TASK DATA START
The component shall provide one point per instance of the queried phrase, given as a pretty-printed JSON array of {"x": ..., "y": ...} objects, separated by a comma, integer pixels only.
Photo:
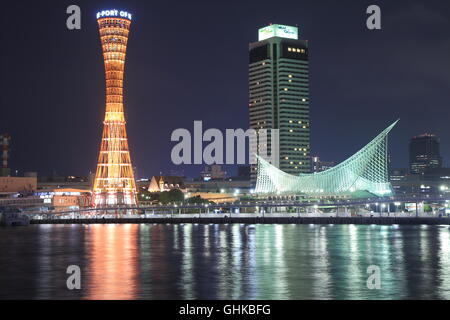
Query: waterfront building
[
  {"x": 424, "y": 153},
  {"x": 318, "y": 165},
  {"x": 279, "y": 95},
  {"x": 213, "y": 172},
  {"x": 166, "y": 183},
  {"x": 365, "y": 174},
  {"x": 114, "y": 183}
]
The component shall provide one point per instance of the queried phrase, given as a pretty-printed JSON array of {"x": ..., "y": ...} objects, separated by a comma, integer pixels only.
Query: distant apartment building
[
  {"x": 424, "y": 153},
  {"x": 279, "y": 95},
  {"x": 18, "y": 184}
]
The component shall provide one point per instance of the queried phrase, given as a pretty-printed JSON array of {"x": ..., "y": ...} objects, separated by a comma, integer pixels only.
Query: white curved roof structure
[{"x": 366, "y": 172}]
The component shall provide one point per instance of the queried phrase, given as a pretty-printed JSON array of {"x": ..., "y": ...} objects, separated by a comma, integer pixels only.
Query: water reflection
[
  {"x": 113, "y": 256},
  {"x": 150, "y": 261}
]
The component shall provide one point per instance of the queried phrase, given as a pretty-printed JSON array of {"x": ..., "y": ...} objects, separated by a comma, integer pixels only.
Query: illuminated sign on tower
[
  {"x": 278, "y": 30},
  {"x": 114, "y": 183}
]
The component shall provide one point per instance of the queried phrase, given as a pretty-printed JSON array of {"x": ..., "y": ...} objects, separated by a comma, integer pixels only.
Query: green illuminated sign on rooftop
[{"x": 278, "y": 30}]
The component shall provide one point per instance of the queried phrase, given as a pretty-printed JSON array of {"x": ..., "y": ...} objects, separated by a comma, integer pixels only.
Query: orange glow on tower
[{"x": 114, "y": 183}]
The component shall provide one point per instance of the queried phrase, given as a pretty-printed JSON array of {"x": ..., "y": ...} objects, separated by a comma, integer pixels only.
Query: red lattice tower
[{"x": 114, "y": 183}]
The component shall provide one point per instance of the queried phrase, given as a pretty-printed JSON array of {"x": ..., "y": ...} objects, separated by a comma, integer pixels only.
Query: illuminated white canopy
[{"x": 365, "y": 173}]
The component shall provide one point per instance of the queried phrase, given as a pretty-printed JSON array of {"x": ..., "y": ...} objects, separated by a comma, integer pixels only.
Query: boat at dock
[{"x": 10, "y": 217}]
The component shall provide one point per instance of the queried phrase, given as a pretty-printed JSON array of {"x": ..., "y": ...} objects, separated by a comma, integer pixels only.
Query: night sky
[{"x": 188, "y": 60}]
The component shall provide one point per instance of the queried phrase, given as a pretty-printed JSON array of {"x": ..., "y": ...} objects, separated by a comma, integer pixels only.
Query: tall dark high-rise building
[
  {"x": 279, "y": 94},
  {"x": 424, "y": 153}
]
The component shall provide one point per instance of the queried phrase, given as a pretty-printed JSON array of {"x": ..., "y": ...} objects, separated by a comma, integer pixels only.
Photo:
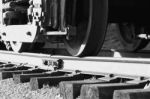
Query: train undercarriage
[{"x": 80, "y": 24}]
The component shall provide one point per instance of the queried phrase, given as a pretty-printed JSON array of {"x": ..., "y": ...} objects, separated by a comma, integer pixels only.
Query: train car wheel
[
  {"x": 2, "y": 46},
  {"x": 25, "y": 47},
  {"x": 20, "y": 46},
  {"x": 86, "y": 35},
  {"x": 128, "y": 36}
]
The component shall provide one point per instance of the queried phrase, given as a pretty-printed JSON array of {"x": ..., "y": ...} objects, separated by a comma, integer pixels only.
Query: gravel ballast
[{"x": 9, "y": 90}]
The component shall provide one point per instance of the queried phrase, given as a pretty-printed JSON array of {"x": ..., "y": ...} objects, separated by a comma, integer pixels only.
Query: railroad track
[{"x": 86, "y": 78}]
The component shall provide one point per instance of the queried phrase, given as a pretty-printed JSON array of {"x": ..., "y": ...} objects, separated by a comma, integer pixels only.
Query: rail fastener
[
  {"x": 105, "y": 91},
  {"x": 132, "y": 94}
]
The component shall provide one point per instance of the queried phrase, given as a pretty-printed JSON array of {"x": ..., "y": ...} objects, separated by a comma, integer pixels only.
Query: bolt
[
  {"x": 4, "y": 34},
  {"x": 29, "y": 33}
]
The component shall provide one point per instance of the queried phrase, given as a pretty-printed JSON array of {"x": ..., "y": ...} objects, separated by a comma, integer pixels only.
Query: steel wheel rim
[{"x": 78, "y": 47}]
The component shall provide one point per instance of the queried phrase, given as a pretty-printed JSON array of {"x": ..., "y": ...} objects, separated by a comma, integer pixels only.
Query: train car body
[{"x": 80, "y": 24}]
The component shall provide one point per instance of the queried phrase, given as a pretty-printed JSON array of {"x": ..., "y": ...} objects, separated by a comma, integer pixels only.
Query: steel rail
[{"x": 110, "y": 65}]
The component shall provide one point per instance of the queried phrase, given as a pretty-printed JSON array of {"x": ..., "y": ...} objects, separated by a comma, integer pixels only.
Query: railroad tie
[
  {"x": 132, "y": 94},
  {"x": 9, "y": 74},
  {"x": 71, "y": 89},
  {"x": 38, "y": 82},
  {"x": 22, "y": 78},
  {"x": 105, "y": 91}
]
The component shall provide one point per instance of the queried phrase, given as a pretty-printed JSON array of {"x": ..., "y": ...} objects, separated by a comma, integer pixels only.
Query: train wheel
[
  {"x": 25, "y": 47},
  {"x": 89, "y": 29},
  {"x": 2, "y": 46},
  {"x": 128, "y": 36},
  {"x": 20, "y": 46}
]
TASK DATA END
:: WHAT NEEDS TO BE DONE ::
Could you repeat all of the data exactly, minus the pictures?

:: OUTPUT BELOW ::
The component shall provide one point per instance of the queried phrase, given as a pretty-printed JSON array of {"x": ..., "y": ...} objects, separated by a comma, integer pixels only.
Photo:
Query: waterfront building
[
  {"x": 424, "y": 153},
  {"x": 318, "y": 165},
  {"x": 279, "y": 95},
  {"x": 213, "y": 172},
  {"x": 166, "y": 183},
  {"x": 365, "y": 174},
  {"x": 114, "y": 183}
]
The component shall provide one point per instance of the queried phrase, given as a pretty-printed JSON array of {"x": ..., "y": ...} objects, separated by a comma, integer pixels only.
Query: distant apartment building
[
  {"x": 424, "y": 153},
  {"x": 279, "y": 95},
  {"x": 18, "y": 184}
]
The component shall provide one point per instance of the queried phrase, given as a pretty-printed JSON array of {"x": ..., "y": ...} objects, separated by a comma, integer pixels only.
Query: white curved roof structure
[{"x": 366, "y": 172}]
The component shall provide one point per instance of the queried phrase, given as a pretty-printed JSON array of {"x": ..., "y": ...} objects, separated by a comma, integer pixels only.
Query: water reflection
[
  {"x": 113, "y": 256},
  {"x": 150, "y": 261}
]
The component shall provide one point per instance of the queried phrase, given as a pretty-printed JSON array of {"x": ..., "y": ...} objects, separated by a comma, integer pixels only.
Query: illuminated sign on tower
[
  {"x": 278, "y": 30},
  {"x": 114, "y": 183}
]
The component shall provide one point per instance of the queried phrase, given as a pretty-printed JSON array of {"x": ..., "y": ...} objects, separated by a comma, integer pixels only.
Query: green illuminated sign on rooftop
[{"x": 278, "y": 30}]
The component shall provide one point per instance of the queried phrase, given as a pretty-printed JSON array of {"x": ..., "y": ...} objects, separated by a comma, integer pixels only.
Query: orange glow on tower
[{"x": 114, "y": 183}]
The component shall provide one point per instance of the queried phrase, given as a pretty-printed JSON array of {"x": ..., "y": ...} objects, separated by a comma, integer pixels only.
Query: red lattice tower
[{"x": 114, "y": 183}]
The component shall provide one point per instance of the queried phrase, given as a pretty-printed JSON array of {"x": ..., "y": ...} objects, separated by a comma, integer pixels only.
Query: illuminated white canopy
[{"x": 365, "y": 173}]
The component shall provide one point per instance of the queried phrase, given as a pretty-printed JSON array of {"x": ..., "y": ...} objects, separated by a comma, integer pixels only.
Query: boat at dock
[{"x": 10, "y": 217}]
The component shall provide one point per instance of the queried phrase, given as a pretty-printed JSON array of {"x": ..., "y": ...} objects, separated by a comma, integer pixels only.
Query: night sky
[{"x": 188, "y": 60}]
The component shall provide one point per instance of the queried phrase, given as a pretty-printed JSON array of {"x": ..., "y": ...} objects, separated by a comma, integer pixels only.
Query: tall dark high-rise building
[
  {"x": 279, "y": 94},
  {"x": 424, "y": 153}
]
The component shall provide one point per instance of the queried phrase, given as a pretty-printed JSON array of {"x": ..., "y": ...} objects, separated by a comma, integer pixels only.
Photo:
Query: train undercarriage
[{"x": 80, "y": 24}]
The component shall provide one point per instance of the queried phrase, given as a pretty-printed JSON array of {"x": ..., "y": ...} objects, separated by a comma, integer pixels only.
Query: train car wheel
[
  {"x": 2, "y": 46},
  {"x": 25, "y": 47},
  {"x": 20, "y": 46},
  {"x": 86, "y": 35},
  {"x": 128, "y": 36}
]
The component shall provide one point per instance of the queried phrase, given as a pretty-printed JSON array of {"x": ..., "y": ...} objects, separated by a comma, integer pixels only.
Query: gravel ballast
[{"x": 9, "y": 90}]
The component shall provide one point per instance of the queried phrase, given as a pretty-printed JSON array of {"x": ..., "y": ...} objects, separated by a comma, integer pixels only.
Query: railroad track
[{"x": 86, "y": 78}]
The component shall provide one point per instance of the queried phrase, given as a pretty-printed JSON array of {"x": ..., "y": ...} objects, separated by a comma, integer pixels only.
Query: rail fastener
[
  {"x": 105, "y": 91},
  {"x": 132, "y": 94}
]
The component shall provide one point per instance of the queried phrase, given as a pretty-printed JSON array of {"x": ..., "y": ...} objects, separated by a comma, integer pixels only.
Query: bolt
[
  {"x": 4, "y": 34},
  {"x": 29, "y": 33}
]
The component shall provide one point per instance of the queried phrase, given as a pretty-printed JSON array of {"x": ..., "y": ...} objects, separated by a comma, integer pixels only.
Query: steel wheel rim
[{"x": 78, "y": 47}]
The component shall provide one point per instance of the queried phrase, given as a pretty-printed JSON array of {"x": ..., "y": ...} objects, separated by a comma, integer pixels only.
Query: train car body
[{"x": 80, "y": 24}]
The component shall provide one point per instance of the queried phrase, given as a pretty-printed JSON array of {"x": ..., "y": ...} objects, separated by a comma, integer pixels only.
Query: steel rail
[{"x": 110, "y": 65}]
The component shall provide one point per instance of the queried phrase, given as a pretty-printed JSON array of {"x": ..., "y": ...} objects, separated by a comma, integer pixels only.
Query: railroad tie
[
  {"x": 132, "y": 94},
  {"x": 9, "y": 74},
  {"x": 71, "y": 89},
  {"x": 38, "y": 82},
  {"x": 22, "y": 78},
  {"x": 105, "y": 91}
]
The component shall provide one point per instance of the queried phrase, given as a pretty-printed JSON array of {"x": ..., "y": ...} objects, separated by a comma, integer pixels only.
Query: train wheel
[
  {"x": 25, "y": 47},
  {"x": 89, "y": 29},
  {"x": 2, "y": 46},
  {"x": 128, "y": 36},
  {"x": 20, "y": 46}
]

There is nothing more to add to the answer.